* **WHAT TO PRODUCE**
Reproduce all of the material below line for line, without the pictures.
— Start DATA RECORDS —
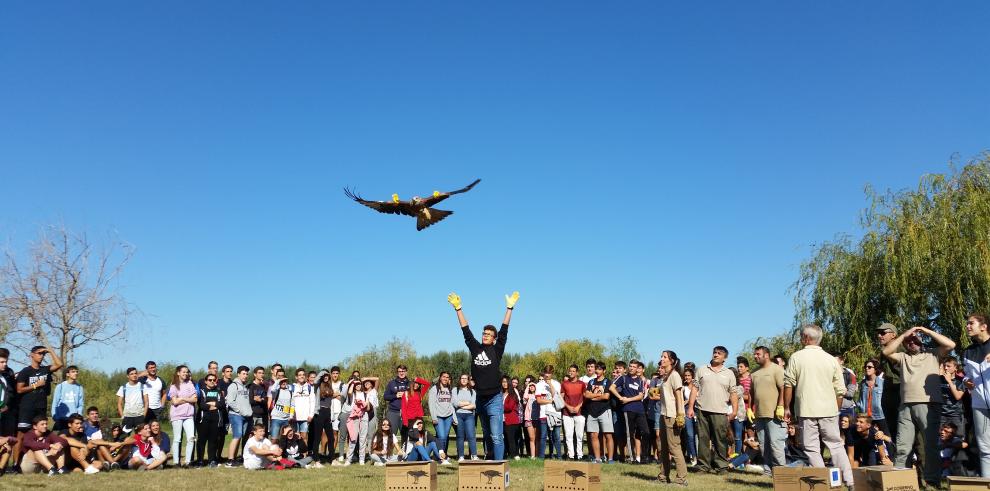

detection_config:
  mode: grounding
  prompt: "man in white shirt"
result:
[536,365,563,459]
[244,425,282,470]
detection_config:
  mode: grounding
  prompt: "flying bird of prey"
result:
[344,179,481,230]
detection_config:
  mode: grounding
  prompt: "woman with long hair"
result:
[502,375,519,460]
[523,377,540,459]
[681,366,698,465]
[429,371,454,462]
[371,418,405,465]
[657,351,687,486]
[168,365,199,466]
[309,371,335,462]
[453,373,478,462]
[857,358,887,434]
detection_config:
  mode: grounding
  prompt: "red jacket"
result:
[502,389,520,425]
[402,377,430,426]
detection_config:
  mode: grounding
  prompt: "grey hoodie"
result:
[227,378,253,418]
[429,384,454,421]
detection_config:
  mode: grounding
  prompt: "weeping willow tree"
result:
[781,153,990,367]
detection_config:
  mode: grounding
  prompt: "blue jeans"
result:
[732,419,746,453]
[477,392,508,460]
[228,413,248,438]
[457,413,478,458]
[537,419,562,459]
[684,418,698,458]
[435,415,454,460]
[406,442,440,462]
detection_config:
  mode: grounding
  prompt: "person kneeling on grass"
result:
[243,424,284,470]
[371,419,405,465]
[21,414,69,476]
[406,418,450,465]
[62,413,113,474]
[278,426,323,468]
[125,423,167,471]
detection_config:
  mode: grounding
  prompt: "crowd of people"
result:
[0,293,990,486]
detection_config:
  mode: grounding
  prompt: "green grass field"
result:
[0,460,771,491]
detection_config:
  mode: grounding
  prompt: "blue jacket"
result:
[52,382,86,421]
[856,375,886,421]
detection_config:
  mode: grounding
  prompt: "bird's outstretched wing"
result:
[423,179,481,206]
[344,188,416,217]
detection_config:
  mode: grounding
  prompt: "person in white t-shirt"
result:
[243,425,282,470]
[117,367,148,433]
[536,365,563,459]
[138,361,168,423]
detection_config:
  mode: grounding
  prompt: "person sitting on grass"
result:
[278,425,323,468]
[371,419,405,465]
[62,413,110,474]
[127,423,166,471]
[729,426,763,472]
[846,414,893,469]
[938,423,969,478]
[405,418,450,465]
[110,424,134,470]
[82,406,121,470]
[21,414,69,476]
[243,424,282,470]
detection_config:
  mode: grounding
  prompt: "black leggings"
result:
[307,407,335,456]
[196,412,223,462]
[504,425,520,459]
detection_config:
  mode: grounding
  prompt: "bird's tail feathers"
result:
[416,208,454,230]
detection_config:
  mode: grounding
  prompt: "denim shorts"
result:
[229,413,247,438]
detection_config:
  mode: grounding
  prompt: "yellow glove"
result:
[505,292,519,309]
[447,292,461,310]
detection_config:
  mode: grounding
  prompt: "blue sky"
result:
— End DATA RECORDS —
* **EXERCISE RESPONSE**
detection_config:
  mode: grounding
  prompt: "man in white shirt"
result:
[536,365,563,459]
[244,425,282,470]
detection_config:
  mode: grounding
  prompt: "flying bird of prey"
result:
[344,179,481,230]
detection_config:
  mode: grounding
  prompt: "woman with long hair"
result:
[502,375,519,460]
[523,377,540,459]
[681,366,698,465]
[429,371,454,462]
[371,418,405,465]
[657,351,687,486]
[168,365,199,466]
[309,371,335,462]
[453,373,478,462]
[857,358,887,434]
detection_config:
  mode: grounding
  prompt: "red jacket"
result:
[502,389,520,425]
[402,377,430,426]
detection_config:
  mode: grounding
  prompt: "grey hoodie"
result:
[227,378,253,418]
[429,384,454,421]
detection_config:
  mode: grounding
  prompt: "weeping willow tree"
result:
[781,153,990,367]
detection_config:
  mode: grounding
  prompt: "blue jeans"
result:
[732,419,746,453]
[477,392,508,460]
[228,413,248,438]
[457,413,478,458]
[537,419,562,459]
[684,418,698,458]
[435,415,454,460]
[406,442,440,462]
detection_config:
  mode: grounding
  prompt: "person kneeling on grass"
result:
[243,424,284,470]
[371,419,405,465]
[21,414,69,476]
[406,418,450,465]
[62,413,113,474]
[278,426,323,468]
[125,423,167,471]
detection_config:
  mode: grounding
  prompt: "crowd of people"
result:
[0,293,990,486]
detection_config:
  mode: grounding
  prompt: "green grass field"
result:
[0,460,771,491]
detection_config:
  mode: grounding
  prompt: "blue jacket"
result:
[52,382,86,421]
[856,375,886,421]
detection_config:
  mode: grounding
  prompt: "bird's outstretched wing"
result:
[423,179,481,206]
[344,188,416,217]
detection_config:
  mode: grounding
  prompt: "person in white t-shirt"
result:
[243,425,282,470]
[117,367,148,433]
[536,365,563,459]
[138,361,168,423]
detection_config:
  mode: grounding
  prompt: "person sitting on grass"
result:
[278,425,323,468]
[371,419,405,465]
[62,413,110,474]
[127,423,166,471]
[729,426,763,472]
[846,414,893,469]
[938,423,969,478]
[405,418,450,465]
[110,424,134,470]
[82,406,121,470]
[21,414,69,476]
[243,424,282,470]
detection_config:
  mode: grounding
  prompt: "black leggings"
result:
[307,407,335,456]
[196,412,223,462]
[504,425,520,459]
detection_config:
  mode: grounding
  prompt: "bird's tail feathers"
result:
[416,208,454,230]
detection_config:
  mode: grounding
  prompt: "denim shorts"
result:
[229,413,247,438]
detection_config:
  mode: grounding
  prompt: "yellow glove"
result:
[505,292,519,309]
[447,292,461,310]
detection_config:
  mode: grounding
  prompt: "blue sky"
result:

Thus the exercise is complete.